## BEGIN Records for this task

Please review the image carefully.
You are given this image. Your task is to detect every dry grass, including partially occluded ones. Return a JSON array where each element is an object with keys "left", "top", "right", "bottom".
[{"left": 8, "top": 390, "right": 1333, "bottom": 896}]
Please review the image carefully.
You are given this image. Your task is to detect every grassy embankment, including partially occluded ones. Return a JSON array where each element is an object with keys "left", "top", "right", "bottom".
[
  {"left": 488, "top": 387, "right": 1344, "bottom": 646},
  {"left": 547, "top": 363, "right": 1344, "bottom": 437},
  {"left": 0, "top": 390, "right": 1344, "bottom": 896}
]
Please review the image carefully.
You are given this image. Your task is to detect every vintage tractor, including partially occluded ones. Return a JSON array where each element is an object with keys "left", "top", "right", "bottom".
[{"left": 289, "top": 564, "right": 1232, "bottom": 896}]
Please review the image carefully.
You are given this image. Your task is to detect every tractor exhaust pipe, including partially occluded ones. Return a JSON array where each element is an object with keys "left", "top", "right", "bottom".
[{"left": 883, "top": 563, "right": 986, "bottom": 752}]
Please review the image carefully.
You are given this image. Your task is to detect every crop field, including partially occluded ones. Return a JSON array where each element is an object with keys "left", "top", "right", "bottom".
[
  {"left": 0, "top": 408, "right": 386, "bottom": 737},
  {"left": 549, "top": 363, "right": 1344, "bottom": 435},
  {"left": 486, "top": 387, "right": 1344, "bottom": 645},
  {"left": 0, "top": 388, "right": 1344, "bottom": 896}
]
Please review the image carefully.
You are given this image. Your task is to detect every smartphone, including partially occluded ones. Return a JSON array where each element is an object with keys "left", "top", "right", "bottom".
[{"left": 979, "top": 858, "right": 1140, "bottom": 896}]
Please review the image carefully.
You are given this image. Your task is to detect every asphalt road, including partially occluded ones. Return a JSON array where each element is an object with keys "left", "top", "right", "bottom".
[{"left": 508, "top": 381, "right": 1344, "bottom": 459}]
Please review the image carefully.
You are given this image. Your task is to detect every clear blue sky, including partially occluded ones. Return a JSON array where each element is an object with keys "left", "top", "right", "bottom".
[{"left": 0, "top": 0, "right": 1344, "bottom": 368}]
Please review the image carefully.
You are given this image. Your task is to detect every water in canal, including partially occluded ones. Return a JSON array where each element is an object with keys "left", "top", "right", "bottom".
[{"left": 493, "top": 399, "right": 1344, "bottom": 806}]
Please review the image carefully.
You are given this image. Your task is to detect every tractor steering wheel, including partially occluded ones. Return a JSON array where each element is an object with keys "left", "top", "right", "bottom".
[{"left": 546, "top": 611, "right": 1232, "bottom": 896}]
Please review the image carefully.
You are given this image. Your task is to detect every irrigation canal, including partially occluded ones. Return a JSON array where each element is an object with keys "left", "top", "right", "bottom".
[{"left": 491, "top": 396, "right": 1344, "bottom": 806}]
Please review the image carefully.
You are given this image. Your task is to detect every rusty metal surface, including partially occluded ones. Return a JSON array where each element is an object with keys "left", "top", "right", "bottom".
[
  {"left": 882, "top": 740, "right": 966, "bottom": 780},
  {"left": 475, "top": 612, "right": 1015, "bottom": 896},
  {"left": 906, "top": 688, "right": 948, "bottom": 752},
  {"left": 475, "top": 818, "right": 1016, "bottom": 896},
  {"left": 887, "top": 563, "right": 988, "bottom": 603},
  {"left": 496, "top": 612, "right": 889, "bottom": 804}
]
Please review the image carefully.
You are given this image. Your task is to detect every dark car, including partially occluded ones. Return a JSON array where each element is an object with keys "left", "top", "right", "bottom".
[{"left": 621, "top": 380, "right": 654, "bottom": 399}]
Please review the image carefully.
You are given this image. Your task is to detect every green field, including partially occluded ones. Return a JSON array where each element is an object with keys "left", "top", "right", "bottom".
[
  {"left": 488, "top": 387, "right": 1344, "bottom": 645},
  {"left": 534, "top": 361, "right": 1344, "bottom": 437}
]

## END Records for this task

Filter the rows above, copying out each row that contains the string "canal". Treat the match as case-sensitive.

You are given this image. Your task is to detect every water in canal, including partially occluded ones. Return a JSON array where each element is an object with keys "left", "top", "right", "bottom".
You are given this image. Your task is to detect every irrigation canal, including partially occluded ones. Return a JSON array where each element is an object with keys "left", "top", "right", "bottom".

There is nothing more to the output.